Extract provided Block Start

There were so many tests and appointments — for bloodwork, for radiation, to meet oncologists. Between them all, 6-year-old Maria would befriend the other children being treated for cancer in the waiting room. She still had her soft chocolate brown hair, but many of the other kids, suffering from leukemia, were bald. So Maria went home at night and prayed for them.
“At first, this was very frustrating for me,” says Maria’s dad, Ed McNamara. “How about you pray for you? She was so selfless that it crushed me. It was humbling. And that’s because she was just better than us.”
Ed knew that Maria had something worse than leukemia — a glioma brain tumor, which takes the life of over 97% of its victims within three years. She died on July 14, 2007, a little over a year after being diagnosed. It left Ed and his wife, Megan, in a pit of grief they never imagined climbing out of, but it also left them with a mission.
“We have to do something to help these kids,” Ed remembers saying. “Because Maria told us to.”
That was the start of Prayers From Maria, which has since generated more than $12 million for childhood cancer research while also getting the message out — with the help of cheery sunflower fields — that not nearly enough is being done to save the one of every 263 children who will get cancer before the age of 20. The outlook for pediatric brain cancer was even more bleak.
“When Maria was first diagnosed there was absolutely nothing being done to help these kids,” says Megan, who serves as the foundation’s unpaid executive director. “Organizations like ours have pushed the needle with government to increase funding for kids. That gives me hope, but we have a huge, long path in front of us.”

Extract provided Block End
Supplied material Block Start

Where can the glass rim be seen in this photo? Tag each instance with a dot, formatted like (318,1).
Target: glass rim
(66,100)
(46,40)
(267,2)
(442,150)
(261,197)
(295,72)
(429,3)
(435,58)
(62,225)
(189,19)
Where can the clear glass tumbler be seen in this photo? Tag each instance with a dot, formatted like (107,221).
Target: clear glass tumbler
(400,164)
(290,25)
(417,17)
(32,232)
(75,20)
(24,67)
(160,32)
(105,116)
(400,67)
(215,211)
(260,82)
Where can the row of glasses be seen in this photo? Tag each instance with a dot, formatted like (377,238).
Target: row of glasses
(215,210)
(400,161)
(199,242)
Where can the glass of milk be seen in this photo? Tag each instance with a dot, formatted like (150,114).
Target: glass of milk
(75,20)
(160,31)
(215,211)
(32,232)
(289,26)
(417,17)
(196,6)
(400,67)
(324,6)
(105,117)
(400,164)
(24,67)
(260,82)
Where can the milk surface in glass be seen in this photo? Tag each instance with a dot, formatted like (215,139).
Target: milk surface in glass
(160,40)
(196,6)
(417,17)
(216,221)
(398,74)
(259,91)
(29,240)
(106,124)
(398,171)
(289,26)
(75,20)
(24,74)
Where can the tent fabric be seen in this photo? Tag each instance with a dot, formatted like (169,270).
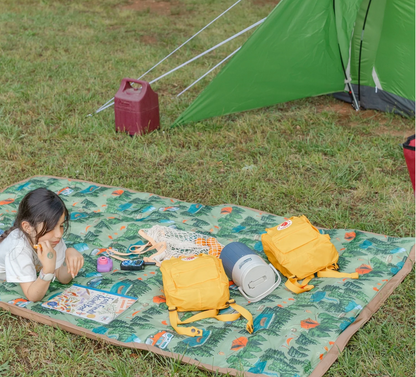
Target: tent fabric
(268,69)
(306,48)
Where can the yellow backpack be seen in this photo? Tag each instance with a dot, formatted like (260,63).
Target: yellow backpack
(198,283)
(298,251)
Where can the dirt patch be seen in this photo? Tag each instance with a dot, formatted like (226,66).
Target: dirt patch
(152,6)
(148,39)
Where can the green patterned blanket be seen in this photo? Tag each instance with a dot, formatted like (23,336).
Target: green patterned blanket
(294,335)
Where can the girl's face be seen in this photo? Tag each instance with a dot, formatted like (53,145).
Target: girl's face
(55,235)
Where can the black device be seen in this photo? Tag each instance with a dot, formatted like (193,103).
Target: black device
(135,265)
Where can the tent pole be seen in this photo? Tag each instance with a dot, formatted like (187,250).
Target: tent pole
(361,48)
(356,105)
(107,104)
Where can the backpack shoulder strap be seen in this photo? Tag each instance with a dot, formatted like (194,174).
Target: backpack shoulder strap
(174,321)
(293,285)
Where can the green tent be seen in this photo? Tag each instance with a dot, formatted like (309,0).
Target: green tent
(363,51)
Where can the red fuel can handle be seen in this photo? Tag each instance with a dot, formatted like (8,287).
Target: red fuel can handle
(136,108)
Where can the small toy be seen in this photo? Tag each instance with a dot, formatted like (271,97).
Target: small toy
(135,265)
(104,264)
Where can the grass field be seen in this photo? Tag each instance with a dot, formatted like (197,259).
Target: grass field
(60,60)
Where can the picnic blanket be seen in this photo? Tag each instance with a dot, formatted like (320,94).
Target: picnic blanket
(294,335)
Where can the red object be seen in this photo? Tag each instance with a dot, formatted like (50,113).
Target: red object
(409,155)
(136,108)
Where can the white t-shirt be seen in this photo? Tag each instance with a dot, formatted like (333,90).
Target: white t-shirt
(19,263)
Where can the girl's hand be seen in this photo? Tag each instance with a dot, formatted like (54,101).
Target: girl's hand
(47,256)
(74,261)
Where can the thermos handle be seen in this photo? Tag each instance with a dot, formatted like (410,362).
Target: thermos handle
(126,82)
(264,294)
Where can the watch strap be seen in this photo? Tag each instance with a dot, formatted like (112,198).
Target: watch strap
(46,277)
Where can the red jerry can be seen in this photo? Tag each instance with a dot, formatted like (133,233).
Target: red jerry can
(136,108)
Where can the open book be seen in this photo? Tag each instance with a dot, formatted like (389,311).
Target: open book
(91,303)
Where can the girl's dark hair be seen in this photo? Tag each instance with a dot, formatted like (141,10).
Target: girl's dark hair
(40,206)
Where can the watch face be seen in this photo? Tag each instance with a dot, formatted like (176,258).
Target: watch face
(46,277)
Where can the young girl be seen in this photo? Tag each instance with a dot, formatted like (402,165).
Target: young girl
(34,245)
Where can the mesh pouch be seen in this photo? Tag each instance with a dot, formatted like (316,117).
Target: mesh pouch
(174,243)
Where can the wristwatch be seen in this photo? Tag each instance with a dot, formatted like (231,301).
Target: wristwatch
(46,277)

Supplied material Block End

### List of tasks
**1)** Decide whether each statement agrees with the Maria McNamara article, answering yes or no and quoting the deciding words from the article: (a) Maria was being treated for leukemia. (b) Megan is paid for her role at the foundation. (c) Prayers From Maria has generated more than $12 million for childhood cancer research.
**2)** Write the next part of the Maria McNamara article, picking up after its final sentence.
The material plays no part in the work here.

### Expected responses
**1)**
(a) No: "Ed knew that Maria had something worse than leukemia — a glioma brain tumor"
(b) No: "who serves as the foundation’s unpaid executive director"
(c) Yes: "has since generated more than $12 million for childhood cancer research"

**2)**
One of the challenges facing Maria was that her tumor could not be biopsied. “They didn’t really understand the beast they were dealing with,” Megan says.
With the help of a $200,000 Prayers From Maria grant, the Dana-Farber Cancer Institute in Boston launched the largest genomic analysis to date of pediatric brain tumors. It’s not a cure, but it’s a start. “They discovered how to attack these tumors,” Megan says.
More has been done in the last five years than the last 50 to combat childhood brain cancer, according to Ed, who expects artificial intelligence and global collaboration to lead to exponentially more advances in treatment in the next five years. “It’s insane what technology is going to be able to do in medical research.”
So, yes, there is hope, but it’s always mixed with sadness — and not just for Maria.
Nearly half a million sunflower seeds are planted every year at Maria’s Field of Hope in Avon and at Cedar Point. Paths cut through the flowers lead to photos of children fighting cancer and also prayer cards that can be filled out and pinned to flowers.
“It’s a solemn place of awesomeness,” says Ed. “Everyone who visits it for the first time comes out saying they were praying.” And that, says Ed and Megan, is exactly what Maria would want.